YOUR ASSIGNMENT: Pictures are not part of the copy. Reproduce all the records exactly.
___ RECORDS PROVIDED ___
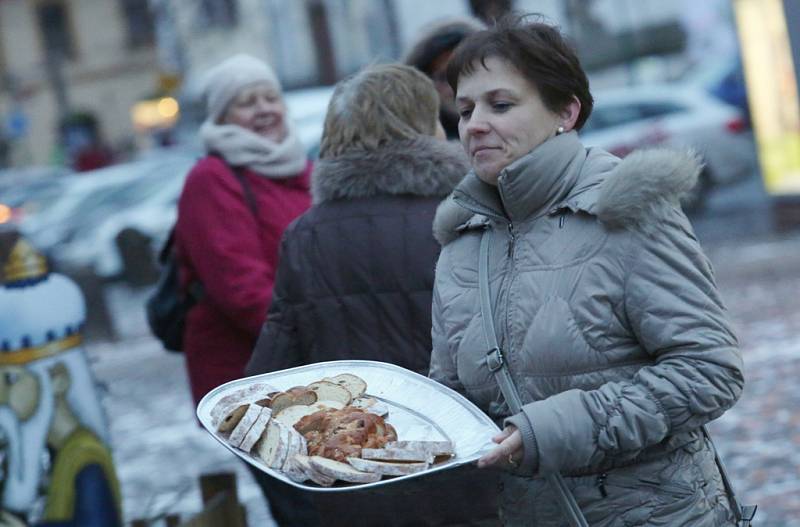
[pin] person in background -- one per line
(356, 272)
(234, 207)
(605, 307)
(430, 53)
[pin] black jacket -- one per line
(356, 270)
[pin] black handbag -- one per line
(168, 305)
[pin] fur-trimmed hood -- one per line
(425, 166)
(631, 193)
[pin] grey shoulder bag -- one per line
(497, 365)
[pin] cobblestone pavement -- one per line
(160, 450)
(759, 439)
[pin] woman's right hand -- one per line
(508, 453)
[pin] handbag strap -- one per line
(744, 513)
(497, 365)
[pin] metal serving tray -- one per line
(419, 409)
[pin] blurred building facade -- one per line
(105, 56)
(61, 56)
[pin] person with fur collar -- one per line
(356, 270)
(235, 204)
(613, 341)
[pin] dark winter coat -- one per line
(355, 282)
(234, 256)
(356, 270)
(613, 330)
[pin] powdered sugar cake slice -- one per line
(245, 424)
(385, 468)
(342, 471)
(256, 431)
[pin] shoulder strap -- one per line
(744, 513)
(497, 365)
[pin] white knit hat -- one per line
(223, 82)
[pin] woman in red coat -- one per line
(232, 212)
___
ANSWER FOR THIS EXERCISE:
[pin] person in background -- one per line
(356, 272)
(234, 207)
(605, 307)
(430, 53)
[pin] black jacket -- one per line
(356, 270)
[pin] black handbag -- one per line
(168, 305)
[pin] fur-trimmed hood -- one per line
(425, 166)
(631, 193)
[pin] grey shoulder bag -- one per line
(497, 365)
[pin] cobblestone pavement -- one per line
(160, 450)
(759, 439)
[pin] woman's right hand -- one per line
(508, 453)
[pin] handbag strap -- one per line
(744, 513)
(497, 365)
[pin] metal serving tray -- one per line
(419, 409)
[pin] blurred building facade -- one per line
(105, 56)
(61, 56)
[pin] person with fur collar -- one per line
(356, 270)
(235, 204)
(613, 341)
[pin] dark winter coat -- one per line
(355, 282)
(234, 256)
(356, 270)
(613, 330)
[pin] powdered sugar cake slice -- one per line
(245, 424)
(385, 468)
(342, 471)
(256, 431)
[pin] shoulder strap -- one per line
(744, 513)
(497, 365)
[pin] white knit hat -- one per line
(223, 82)
[pin] woman in red coat -- one per line
(232, 212)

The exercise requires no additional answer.